● **TEXT EXCERPT**
# Damn cheap conduit!



## cdnelectrician (Mar 14, 2008)

I'm getting so tired of the cheap ass conduit they are making these days...was bending some 1 1/4 EMT today with a hand bender (couldn't find the 1 1/4 shoe for the 555.) And it's nearly impossible to bend without rippling or kinking! I'm not a big guy, but I haven't had a problem bending nice 90's in 1 1/4 EMT in the past! Anyone else have this problem?

Oh and not to mention fittings where the screw strips as soon as you try to tighten them! And they are steel too...:blink:


----------



## jwjrw (Jan 14, 2010)

cdnelectrician said:


> I'm getting so tired of the cheap ass conduit they are making these days...was bending some 1 1/4 EMT today with a hand bender (couldn't find the 1 1/4 shoe for the 555.) And it's nearly impossible to bend without rippling or kinking! I'm not a big guy, but I haven't had a problem bending nice 90's in 1 1/4 EMT in the past! Anyone else have this problem?
> 
> Oh and not to mention fittings where the screw strips as soon as you try to tighten them! And they are steel too...:blink:


Seems to me that 1/2 inch is so weak a fly landing on the bender will bend it.. It does seem to me that it isnt made a well as it used to be.


----------



## user4818 (Jan 15, 2009)

Is it American made EMT by any chance?


----------



## cdnelectrician (Mar 14, 2008)

Yea, I have had some 1/2" split down the middle while trying to bend it. And sometimes its so soft the bends look like a dogs breakfast. And that stuff was made by wheatland conduit in the USA!


----------



## cdnelectrician (Mar 14, 2008)

Peter D said:


> Is it American made EMT by any chance?


It is! It's not wheatland, it's another MFG can't remember the name off the top of my head. Will check tomorrow. But it does say USA along the conduit.

● **GIVEN DATA**
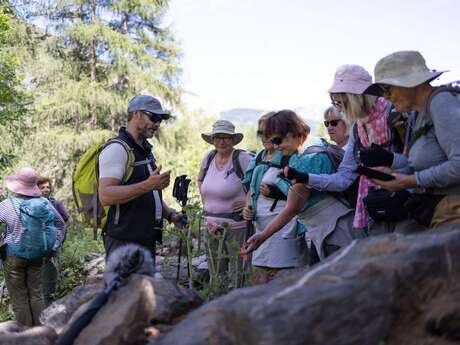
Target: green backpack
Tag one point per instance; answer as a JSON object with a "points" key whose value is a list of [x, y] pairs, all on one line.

● **TASK LIST**
• 1. Name every username that heads a post in the forum thread on conduit quality, giving each one once.
• 2. In the forum thread on conduit quality, rewrite the paragraph that begins "Yea, I have had some 1/2"" as a short list, keeping its main facts.

● **RESULTS BY TASK**
• 1.
cdnelectrician
jwjrw
user4818

• 2.
- Some 1/2" conduit split down the middle during bending.
- Some conduit is so soft that the bends look bad.
- That conduit was made by Wheatland Conduit in the USA.